GIVEN DATA:
* * *
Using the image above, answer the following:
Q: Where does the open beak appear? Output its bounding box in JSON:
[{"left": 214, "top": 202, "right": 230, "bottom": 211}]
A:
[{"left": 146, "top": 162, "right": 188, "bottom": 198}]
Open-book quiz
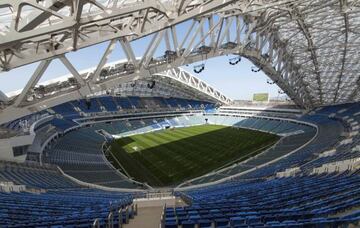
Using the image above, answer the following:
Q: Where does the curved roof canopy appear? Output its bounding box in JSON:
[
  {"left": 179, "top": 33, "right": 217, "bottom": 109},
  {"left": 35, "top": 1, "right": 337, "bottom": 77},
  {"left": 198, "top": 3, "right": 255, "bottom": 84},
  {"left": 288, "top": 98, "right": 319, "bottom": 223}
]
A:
[{"left": 0, "top": 0, "right": 360, "bottom": 108}]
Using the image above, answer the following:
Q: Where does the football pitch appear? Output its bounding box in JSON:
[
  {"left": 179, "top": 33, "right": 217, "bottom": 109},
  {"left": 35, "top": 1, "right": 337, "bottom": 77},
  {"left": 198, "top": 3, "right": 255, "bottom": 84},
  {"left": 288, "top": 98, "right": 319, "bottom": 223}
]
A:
[{"left": 108, "top": 125, "right": 279, "bottom": 187}]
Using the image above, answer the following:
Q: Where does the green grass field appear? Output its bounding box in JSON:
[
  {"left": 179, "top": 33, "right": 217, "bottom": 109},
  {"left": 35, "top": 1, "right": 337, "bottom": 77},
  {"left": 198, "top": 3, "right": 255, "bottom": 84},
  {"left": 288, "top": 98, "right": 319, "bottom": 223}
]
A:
[{"left": 109, "top": 125, "right": 279, "bottom": 187}]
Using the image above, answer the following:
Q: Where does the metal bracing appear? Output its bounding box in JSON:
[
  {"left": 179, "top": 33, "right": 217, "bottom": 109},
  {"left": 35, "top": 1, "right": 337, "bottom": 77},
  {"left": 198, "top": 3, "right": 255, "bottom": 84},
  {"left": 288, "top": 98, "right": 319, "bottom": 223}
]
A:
[
  {"left": 0, "top": 0, "right": 360, "bottom": 109},
  {"left": 154, "top": 68, "right": 231, "bottom": 104}
]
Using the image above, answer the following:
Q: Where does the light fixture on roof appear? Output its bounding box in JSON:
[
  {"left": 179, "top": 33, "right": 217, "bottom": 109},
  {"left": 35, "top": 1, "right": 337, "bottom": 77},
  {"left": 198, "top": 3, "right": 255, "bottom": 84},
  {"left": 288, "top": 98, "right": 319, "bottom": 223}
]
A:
[
  {"left": 194, "top": 63, "right": 205, "bottom": 74},
  {"left": 148, "top": 81, "right": 155, "bottom": 89},
  {"left": 251, "top": 66, "right": 262, "bottom": 73},
  {"left": 229, "top": 56, "right": 241, "bottom": 65}
]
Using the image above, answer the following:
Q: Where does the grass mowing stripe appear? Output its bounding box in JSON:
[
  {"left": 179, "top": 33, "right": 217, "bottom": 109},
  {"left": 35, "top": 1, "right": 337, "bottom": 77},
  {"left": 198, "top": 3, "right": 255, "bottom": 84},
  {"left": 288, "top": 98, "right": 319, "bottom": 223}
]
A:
[{"left": 109, "top": 125, "right": 278, "bottom": 186}]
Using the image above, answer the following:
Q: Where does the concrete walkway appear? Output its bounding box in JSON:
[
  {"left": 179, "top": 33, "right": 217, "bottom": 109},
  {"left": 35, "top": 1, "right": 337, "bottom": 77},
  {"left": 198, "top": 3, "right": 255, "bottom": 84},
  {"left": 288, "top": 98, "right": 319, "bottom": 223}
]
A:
[
  {"left": 124, "top": 196, "right": 186, "bottom": 228},
  {"left": 124, "top": 206, "right": 163, "bottom": 228}
]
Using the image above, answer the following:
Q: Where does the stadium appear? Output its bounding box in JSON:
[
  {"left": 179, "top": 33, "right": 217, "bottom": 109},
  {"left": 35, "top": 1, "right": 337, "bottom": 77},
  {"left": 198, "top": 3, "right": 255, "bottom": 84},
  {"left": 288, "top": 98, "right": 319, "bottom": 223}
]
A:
[{"left": 0, "top": 0, "right": 360, "bottom": 228}]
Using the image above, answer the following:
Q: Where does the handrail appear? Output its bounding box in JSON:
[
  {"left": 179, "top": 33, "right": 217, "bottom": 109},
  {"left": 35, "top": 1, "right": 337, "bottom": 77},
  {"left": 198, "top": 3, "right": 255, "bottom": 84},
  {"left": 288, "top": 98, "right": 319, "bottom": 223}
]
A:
[
  {"left": 106, "top": 211, "right": 114, "bottom": 228},
  {"left": 118, "top": 208, "right": 123, "bottom": 228},
  {"left": 92, "top": 219, "right": 100, "bottom": 228}
]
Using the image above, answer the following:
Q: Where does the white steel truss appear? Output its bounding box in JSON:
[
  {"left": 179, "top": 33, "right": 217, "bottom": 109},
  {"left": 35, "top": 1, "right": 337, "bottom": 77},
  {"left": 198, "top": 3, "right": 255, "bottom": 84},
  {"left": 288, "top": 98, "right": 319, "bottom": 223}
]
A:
[
  {"left": 0, "top": 61, "right": 231, "bottom": 124},
  {"left": 0, "top": 0, "right": 360, "bottom": 109}
]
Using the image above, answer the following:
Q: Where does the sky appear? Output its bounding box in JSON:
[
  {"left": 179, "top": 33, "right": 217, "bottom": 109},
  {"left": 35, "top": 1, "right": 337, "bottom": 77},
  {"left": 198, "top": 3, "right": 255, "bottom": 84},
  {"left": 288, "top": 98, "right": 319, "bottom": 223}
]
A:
[{"left": 0, "top": 22, "right": 279, "bottom": 100}]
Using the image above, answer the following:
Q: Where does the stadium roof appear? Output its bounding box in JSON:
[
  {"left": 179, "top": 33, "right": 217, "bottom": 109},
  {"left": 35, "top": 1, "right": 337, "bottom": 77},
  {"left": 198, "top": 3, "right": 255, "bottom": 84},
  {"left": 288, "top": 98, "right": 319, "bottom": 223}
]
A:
[{"left": 0, "top": 0, "right": 360, "bottom": 109}]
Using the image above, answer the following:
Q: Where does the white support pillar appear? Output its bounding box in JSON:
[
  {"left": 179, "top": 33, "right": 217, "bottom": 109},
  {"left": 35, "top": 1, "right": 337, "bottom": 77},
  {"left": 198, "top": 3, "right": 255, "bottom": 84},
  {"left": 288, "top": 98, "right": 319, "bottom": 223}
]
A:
[
  {"left": 14, "top": 59, "right": 52, "bottom": 106},
  {"left": 91, "top": 39, "right": 116, "bottom": 82},
  {"left": 119, "top": 37, "right": 137, "bottom": 65},
  {"left": 59, "top": 55, "right": 86, "bottom": 86}
]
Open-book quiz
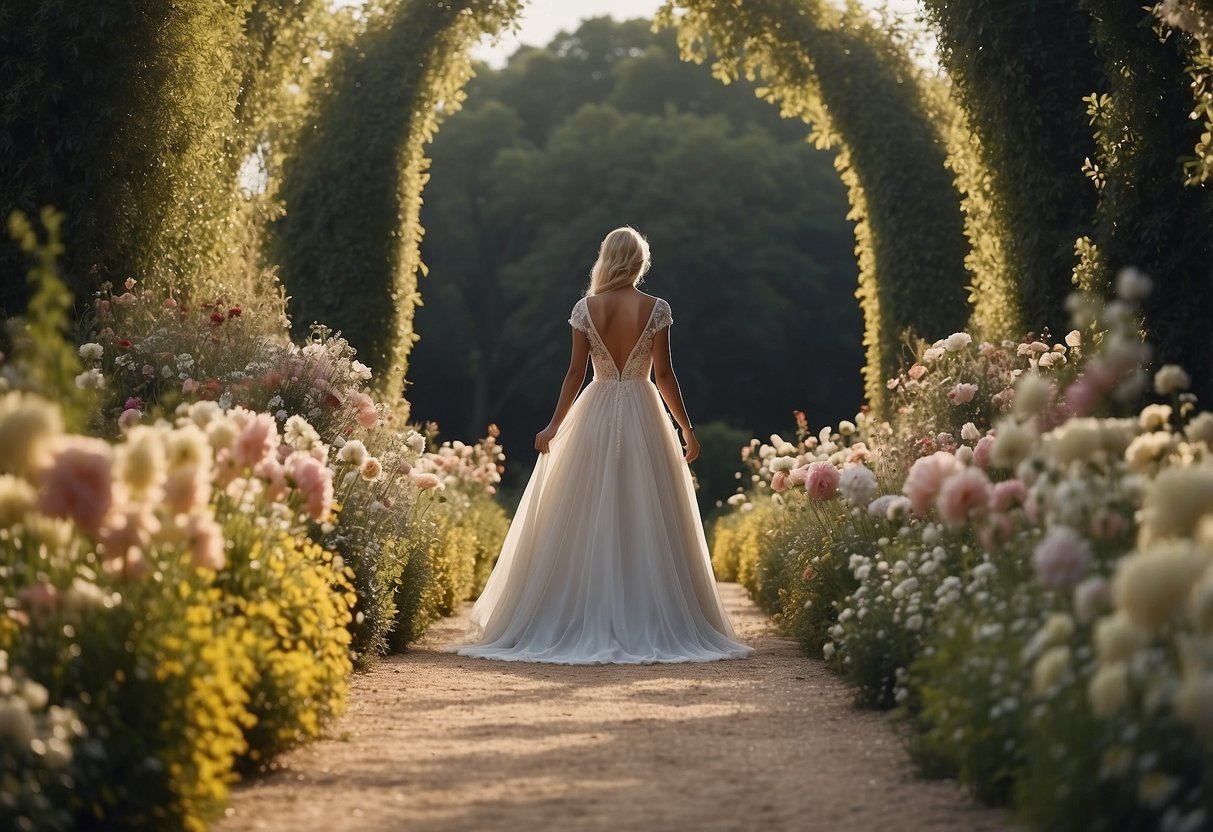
* * *
SET PROBLEM: Pick out and copy each line in the records above that contains the word "roof".

TASK SOLUTION:
Q: Where does the curved roof canopy appear? Output its bounding box in JSON:
Q: Where does the light fixture on roof appear? Output its bounding box in JSON:
Q: Where does the stadium roof appear? Output its bounding box in JSON:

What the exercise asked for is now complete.